TEXT PROVIDED>
* * *

LM Lite
Multi-Model Batching Runtime
High-performance inference engine optimized for multi-model deployments. Integrated into Conduit.
Overview
LM Lite is Conduit's native inference runtime, designed for efficient multi-model execution on shared GPU infrastructure. It handles batch processing, replica management, and health-check orchestration.
Key differentiator: Run multiple models on single GPUs with minimal overhead—dramatically lower memory footprint than vLLM for small-to-medium model deployments.
Architecture
Batch Processing
LM Lite collects concurrent requests and processes them as batches:
ModelConfig(
model_id,
max_model_concurrency=50, # Max requests per batch
model_batch_execute_timeout_ms=1000, # Execute batch after timeout
)
Modes:
- Single request: Lowest latency per request. Best for interactive applications.
- Batch mode: Higher throughput, slightly higher latency. Best for pipeline workloads.
Replica Management
LM Lite distributes load across replicas using round-robin scheduling:
LMLiteBlock(
models=[...],
replicas=2, # Requests distributed across replicas
)
Health-Check Readiness
Traffic only routes to healthy nodes:
while not block.ready:
time.sleep(5)
# Container healthcheck passed, safe to send traffic
Memory Efficiency
The vLLM Overhead Problem
Traditional runtimes like vLLM carry ~15GB base overhead regardless of model size:
| Runtime | 1B Model | 7B Model | Base Overhead |
|---|---|---|---|
| vLLM | ~17GB | ~29GB | ~15GB |
| LM Lite | ~2GB | ~14GB | ~1-2GB |
For small models, vLLM uses 7-8x more memory than necessary.
Multi-Model Deployments
LM Lite runs multiple models simultaneously on single GPUs:
GPU Memory: 24GB
Model A (7B): ~14GB
Model B (1B): ~2GB
Model C (1B): ~2GB
LM Lite Overhead: ~2GB
Total: ~20GB ✓
vLLM requires separate instances per model. LM Lite shares infrastructure.
Configuration
from conduit import ModelConfig
from conduit.conduit_types import GPUS
from conduit.runtime import LMLiteBlock
block = LMLiteBlock(
models=[
ModelConfig(
"Qwen/Qwen3-4B",
max_model_len=1400,
max_model_concurrency=50,
model_batch_execute_timeout_ms=1000,
),
ModelConfig(
"microsoft/phi-3-mini",
max_model_len=2048,
max_model_concurrency=25,
model_batch_execute_timeout_ms=500,
),
],
gpu=GPUS.NVIDIA_L4,
replicas=2,
)

* * *

EXERCISE>
Condense the LM Lite page above into two sentences.

Data listing:
* * *

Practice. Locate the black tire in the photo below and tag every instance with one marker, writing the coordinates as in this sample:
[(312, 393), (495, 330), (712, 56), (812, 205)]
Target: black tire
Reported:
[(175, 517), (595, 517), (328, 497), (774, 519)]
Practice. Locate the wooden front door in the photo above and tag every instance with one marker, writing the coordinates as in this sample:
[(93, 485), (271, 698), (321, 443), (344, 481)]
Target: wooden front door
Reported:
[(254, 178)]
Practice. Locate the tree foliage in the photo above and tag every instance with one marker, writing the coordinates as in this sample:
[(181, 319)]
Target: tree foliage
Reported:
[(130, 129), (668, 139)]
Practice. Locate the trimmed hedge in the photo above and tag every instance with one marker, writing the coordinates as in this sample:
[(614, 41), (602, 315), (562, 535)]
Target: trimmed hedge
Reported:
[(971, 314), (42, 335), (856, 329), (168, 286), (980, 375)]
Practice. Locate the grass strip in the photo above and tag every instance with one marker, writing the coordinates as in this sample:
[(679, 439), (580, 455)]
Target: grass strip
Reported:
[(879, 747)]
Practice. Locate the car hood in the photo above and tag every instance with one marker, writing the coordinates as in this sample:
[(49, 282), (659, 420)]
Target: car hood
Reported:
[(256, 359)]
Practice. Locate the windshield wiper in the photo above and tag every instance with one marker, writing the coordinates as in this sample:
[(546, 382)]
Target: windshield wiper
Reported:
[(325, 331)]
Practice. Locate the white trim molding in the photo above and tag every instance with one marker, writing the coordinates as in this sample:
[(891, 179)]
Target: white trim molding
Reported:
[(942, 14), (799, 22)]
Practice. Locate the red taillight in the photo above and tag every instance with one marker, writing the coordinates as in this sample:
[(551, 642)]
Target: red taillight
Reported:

* * *

FULL SOLUTION>
LM Lite is Conduit's native inference runtime for running multiple models on shared GPU infrastructure, and it handles batch processing, round-robin replica management, and health-check readiness. Its base overhead is about 1-2GB compared with roughly 15GB for vLLM, so several models can run on a single GPU instead of each needing a separate instance.